◆ EXERCISE BRIEF:
Retype all material exactly. Pictures stay out of the copy.

◆ MATERIAL FOR THIS EXERCISE:
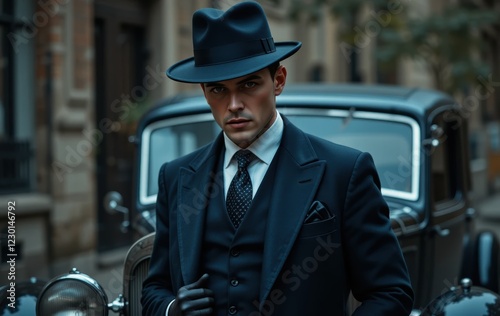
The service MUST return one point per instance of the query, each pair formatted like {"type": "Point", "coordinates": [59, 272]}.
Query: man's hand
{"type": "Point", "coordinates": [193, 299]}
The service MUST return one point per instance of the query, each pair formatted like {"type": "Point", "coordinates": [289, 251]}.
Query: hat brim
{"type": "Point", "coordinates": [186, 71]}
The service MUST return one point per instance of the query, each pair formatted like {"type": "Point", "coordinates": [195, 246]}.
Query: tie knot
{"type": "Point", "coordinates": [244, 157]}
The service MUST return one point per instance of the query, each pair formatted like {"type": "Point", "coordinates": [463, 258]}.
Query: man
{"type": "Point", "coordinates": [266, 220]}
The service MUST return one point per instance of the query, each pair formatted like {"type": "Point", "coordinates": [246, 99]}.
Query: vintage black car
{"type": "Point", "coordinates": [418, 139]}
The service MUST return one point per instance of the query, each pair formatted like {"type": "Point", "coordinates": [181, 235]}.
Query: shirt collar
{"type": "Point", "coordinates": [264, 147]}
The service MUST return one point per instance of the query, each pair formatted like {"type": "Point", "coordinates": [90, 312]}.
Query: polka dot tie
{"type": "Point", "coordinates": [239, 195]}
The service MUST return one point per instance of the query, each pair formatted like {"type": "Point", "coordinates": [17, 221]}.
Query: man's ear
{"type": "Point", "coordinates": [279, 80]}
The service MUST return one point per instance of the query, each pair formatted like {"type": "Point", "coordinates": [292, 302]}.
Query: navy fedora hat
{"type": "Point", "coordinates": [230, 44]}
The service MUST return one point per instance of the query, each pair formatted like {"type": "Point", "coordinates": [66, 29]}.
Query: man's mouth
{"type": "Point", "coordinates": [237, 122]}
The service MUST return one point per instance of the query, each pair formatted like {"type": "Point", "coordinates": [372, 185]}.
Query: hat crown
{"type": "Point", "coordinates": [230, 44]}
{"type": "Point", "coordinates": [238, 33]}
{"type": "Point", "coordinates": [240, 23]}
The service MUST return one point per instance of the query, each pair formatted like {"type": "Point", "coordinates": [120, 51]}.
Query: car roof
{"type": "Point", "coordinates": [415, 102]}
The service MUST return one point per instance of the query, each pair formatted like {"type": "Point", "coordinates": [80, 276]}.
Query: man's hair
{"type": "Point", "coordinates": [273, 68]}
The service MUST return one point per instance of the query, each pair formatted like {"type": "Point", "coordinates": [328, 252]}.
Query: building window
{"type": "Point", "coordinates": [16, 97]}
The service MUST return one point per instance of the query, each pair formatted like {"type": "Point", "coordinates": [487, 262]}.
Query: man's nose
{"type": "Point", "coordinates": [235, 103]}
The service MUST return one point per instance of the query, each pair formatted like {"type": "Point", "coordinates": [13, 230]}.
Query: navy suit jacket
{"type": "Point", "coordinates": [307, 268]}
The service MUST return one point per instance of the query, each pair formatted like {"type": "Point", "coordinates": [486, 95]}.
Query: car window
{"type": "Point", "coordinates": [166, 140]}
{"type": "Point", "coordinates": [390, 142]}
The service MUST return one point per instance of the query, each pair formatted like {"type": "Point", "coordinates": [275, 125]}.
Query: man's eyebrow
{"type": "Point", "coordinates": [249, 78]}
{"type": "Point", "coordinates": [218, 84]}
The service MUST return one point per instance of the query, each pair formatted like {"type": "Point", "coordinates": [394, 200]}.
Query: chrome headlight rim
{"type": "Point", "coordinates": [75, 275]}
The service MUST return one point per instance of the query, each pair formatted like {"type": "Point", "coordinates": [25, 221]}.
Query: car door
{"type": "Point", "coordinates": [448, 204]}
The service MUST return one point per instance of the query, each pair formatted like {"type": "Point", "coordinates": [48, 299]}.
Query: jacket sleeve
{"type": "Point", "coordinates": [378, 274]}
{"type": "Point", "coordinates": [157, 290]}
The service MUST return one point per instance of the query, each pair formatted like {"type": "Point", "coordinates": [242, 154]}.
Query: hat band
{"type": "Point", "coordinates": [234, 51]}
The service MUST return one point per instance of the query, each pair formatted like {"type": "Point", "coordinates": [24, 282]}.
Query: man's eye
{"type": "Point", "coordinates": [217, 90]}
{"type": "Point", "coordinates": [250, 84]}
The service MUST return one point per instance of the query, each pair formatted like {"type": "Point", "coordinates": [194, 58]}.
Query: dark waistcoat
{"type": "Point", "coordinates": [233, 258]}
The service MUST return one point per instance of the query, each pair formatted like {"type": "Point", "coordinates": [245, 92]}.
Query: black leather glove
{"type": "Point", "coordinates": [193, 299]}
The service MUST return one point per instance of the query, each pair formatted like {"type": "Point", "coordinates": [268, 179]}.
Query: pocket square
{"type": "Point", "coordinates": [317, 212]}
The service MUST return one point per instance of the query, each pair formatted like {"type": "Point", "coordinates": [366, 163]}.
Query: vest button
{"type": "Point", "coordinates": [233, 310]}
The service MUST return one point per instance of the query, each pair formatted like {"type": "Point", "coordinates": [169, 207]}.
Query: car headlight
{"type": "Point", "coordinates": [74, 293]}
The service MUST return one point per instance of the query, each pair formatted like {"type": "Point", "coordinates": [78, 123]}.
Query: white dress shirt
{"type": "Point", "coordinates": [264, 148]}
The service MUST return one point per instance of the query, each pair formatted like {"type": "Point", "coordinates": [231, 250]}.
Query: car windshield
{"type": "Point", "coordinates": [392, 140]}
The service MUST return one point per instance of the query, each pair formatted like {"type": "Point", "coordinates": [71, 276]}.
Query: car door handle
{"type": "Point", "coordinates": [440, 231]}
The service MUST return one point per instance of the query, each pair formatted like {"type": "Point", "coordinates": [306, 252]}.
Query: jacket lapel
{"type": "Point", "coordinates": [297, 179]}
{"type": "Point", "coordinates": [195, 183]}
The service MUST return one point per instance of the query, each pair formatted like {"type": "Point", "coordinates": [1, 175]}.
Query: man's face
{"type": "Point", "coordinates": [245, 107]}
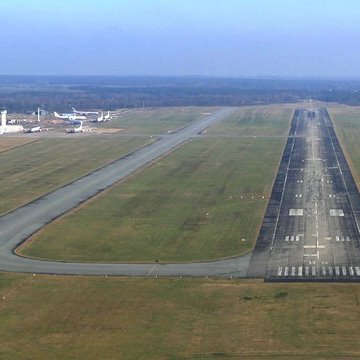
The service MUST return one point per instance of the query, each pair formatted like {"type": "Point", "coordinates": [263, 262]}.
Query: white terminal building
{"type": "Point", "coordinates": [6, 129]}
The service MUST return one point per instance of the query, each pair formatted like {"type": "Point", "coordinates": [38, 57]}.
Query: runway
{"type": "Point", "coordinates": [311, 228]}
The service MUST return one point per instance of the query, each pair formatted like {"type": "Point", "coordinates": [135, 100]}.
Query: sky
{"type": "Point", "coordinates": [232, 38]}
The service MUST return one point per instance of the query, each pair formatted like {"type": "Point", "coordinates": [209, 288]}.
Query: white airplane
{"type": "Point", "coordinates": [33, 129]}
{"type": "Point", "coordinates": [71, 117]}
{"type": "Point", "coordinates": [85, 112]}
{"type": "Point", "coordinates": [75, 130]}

◆ FINISHED ANSWER:
The service MUST return one point per instance of the query, each pair formatted like {"type": "Point", "coordinates": [59, 272]}.
Query: man's hand
{"type": "Point", "coordinates": [193, 299]}
The service MUST return one point per instance of the query, each pair formatted like {"type": "Point", "coordinates": [289, 251]}.
Query: hat brim
{"type": "Point", "coordinates": [186, 71]}
The service MUST return one point per instance of the query, each pair formatted like {"type": "Point", "coordinates": [195, 246]}.
Query: tie knot
{"type": "Point", "coordinates": [244, 157]}
The service MUST return one point per instance of the query, each pair formatted like {"type": "Point", "coordinates": [463, 258]}.
Query: man
{"type": "Point", "coordinates": [266, 220]}
The service MUST return one point per instance of the query, each pair formatted like {"type": "Point", "coordinates": [246, 99]}.
Query: vintage black car
{"type": "Point", "coordinates": [418, 139]}
The service MUST return one point per instance of the query, each pair formatted like {"type": "Point", "coordinates": [181, 235]}.
Query: shirt collar
{"type": "Point", "coordinates": [264, 147]}
The service MUST return one point per instance of the query, each pair formatted like {"type": "Point", "coordinates": [90, 312]}.
Query: polka dot tie
{"type": "Point", "coordinates": [239, 195]}
The service MUST return one point per instance of the query, each pair formatted like {"type": "Point", "coordinates": [17, 221]}.
Query: man's ear
{"type": "Point", "coordinates": [279, 80]}
The service MUST return one point per instance of the query, each pair formatted like {"type": "Point", "coordinates": [292, 302]}.
Query: navy fedora hat
{"type": "Point", "coordinates": [230, 44]}
The service MUST return one point per instance of the query, each pair formatted like {"type": "Point", "coordinates": [66, 29]}.
Query: man's mouth
{"type": "Point", "coordinates": [237, 122]}
The service MUST return one point per instance of the query, each pair formatted like {"type": "Point", "coordinates": [372, 185]}.
Query: hat crown
{"type": "Point", "coordinates": [230, 44]}
{"type": "Point", "coordinates": [238, 33]}
{"type": "Point", "coordinates": [240, 23]}
The service MUST return one point per instance of the query, each pair formatted like {"type": "Point", "coordinates": [120, 51]}.
Query: car roof
{"type": "Point", "coordinates": [415, 102]}
The service MUST return one point per instance of the query, each pair formatted like {"type": "Point", "coordinates": [80, 276]}.
Query: man's hair
{"type": "Point", "coordinates": [273, 68]}
The service MUST return one point per instance of the query, each pair formatted like {"type": "Point", "coordinates": [328, 252]}.
Query: building window
{"type": "Point", "coordinates": [16, 97]}
The service MUST return one point per instance of the query, each pair formatted like {"type": "Point", "coordinates": [487, 262]}.
Query: man's nose
{"type": "Point", "coordinates": [235, 103]}
The service MUST return one point per instance of the query, each pair formatted like {"type": "Point", "coordinates": [13, 230]}.
Query: navy suit jacket
{"type": "Point", "coordinates": [307, 268]}
The service MUST return one point per instance of the query, each pair formatted like {"type": "Point", "coordinates": [486, 95]}.
Query: car window
{"type": "Point", "coordinates": [166, 140]}
{"type": "Point", "coordinates": [390, 142]}
The service MUST return one point per instance of the query, each pair formatted like {"type": "Point", "coordinates": [275, 125]}.
Query: man's eyebrow
{"type": "Point", "coordinates": [249, 78]}
{"type": "Point", "coordinates": [218, 84]}
The service MUST return one point per instance of the query, each pair formatted like {"type": "Point", "coordinates": [394, 200]}.
Query: chrome headlight rim
{"type": "Point", "coordinates": [75, 275]}
The service MUST return one point per instance of the query, each pair formatted like {"type": "Point", "coordinates": [25, 221]}.
Query: car door
{"type": "Point", "coordinates": [448, 204]}
The service MUST return one point per instance of the query, each pair formatted like {"type": "Point", "coordinates": [48, 299]}.
Query: jacket sleeve
{"type": "Point", "coordinates": [378, 274]}
{"type": "Point", "coordinates": [157, 290]}
The service MUST return one point per instance of the query, each pair formatted like {"type": "Point", "coordinates": [242, 154]}.
Query: hat band
{"type": "Point", "coordinates": [234, 51]}
The service MUST return one point per instance of the query, each pair formatted like {"type": "Point", "coordinates": [24, 282]}.
Query: man's eye
{"type": "Point", "coordinates": [217, 90]}
{"type": "Point", "coordinates": [250, 84]}
The service MUST return one point per instance of the query, each pair formatted like {"type": "Point", "coordinates": [194, 58]}.
Query: dark waistcoat
{"type": "Point", "coordinates": [233, 258]}
The service MUST return one point per instance of the query, each pair formatted like {"type": "Point", "coordinates": [245, 92]}.
Query: black leather glove
{"type": "Point", "coordinates": [193, 299]}
The service MUST return one point per instance of the query, each pair formatted like {"type": "Point", "coordinates": [268, 179]}.
Query: pocket square
{"type": "Point", "coordinates": [317, 212]}
The service MUST return one point per instance of the query, each pair formatted like {"type": "Point", "coordinates": [366, 163]}.
Query: vest button
{"type": "Point", "coordinates": [233, 310]}
The service MUST return one point per instance of the query, each pair formatted like {"type": "Point", "coordinates": [169, 207]}.
Query: car headlight
{"type": "Point", "coordinates": [74, 293]}
The service MUST return one point per instance of the query, each pair formatted like {"type": "Point", "coordinates": [78, 123]}.
Query: white dress shirt
{"type": "Point", "coordinates": [264, 148]}
The service MUST return one point per instance of the query, each pair formatted like {"type": "Point", "coordinates": [231, 250]}.
Query: car windshield
{"type": "Point", "coordinates": [392, 140]}
The service MUST return one point per instance of the query, each pair formatted like {"type": "Point", "coordinates": [71, 276]}.
Query: car door handle
{"type": "Point", "coordinates": [440, 231]}
The service MUST return one point per instance of the query, each pair formatted like {"type": "Point", "coordinates": [306, 252]}.
Query: jacket lapel
{"type": "Point", "coordinates": [297, 179]}
{"type": "Point", "coordinates": [195, 183]}
The service MUST return one point per instance of the query, each pair formatted like {"type": "Point", "coordinates": [1, 175]}.
Query: man's face
{"type": "Point", "coordinates": [245, 107]}
The service MUST return one point per instance of the query, each pair formatted like {"type": "Point", "coordinates": [263, 262]}.
Query: white terminal building
{"type": "Point", "coordinates": [6, 129]}
The service MUST return one point per instance of the query, each pair formatted like {"type": "Point", "coordinates": [38, 57]}.
Query: runway
{"type": "Point", "coordinates": [311, 228]}
The service MUST return one point per instance of the query, each pair formatted like {"type": "Point", "coordinates": [135, 100]}.
Query: sky
{"type": "Point", "coordinates": [232, 38]}
The service MUST return one point per instance of the query, each pair formatted like {"type": "Point", "coordinates": [209, 288]}.
Query: white airplane
{"type": "Point", "coordinates": [33, 129]}
{"type": "Point", "coordinates": [71, 117]}
{"type": "Point", "coordinates": [85, 112]}
{"type": "Point", "coordinates": [75, 130]}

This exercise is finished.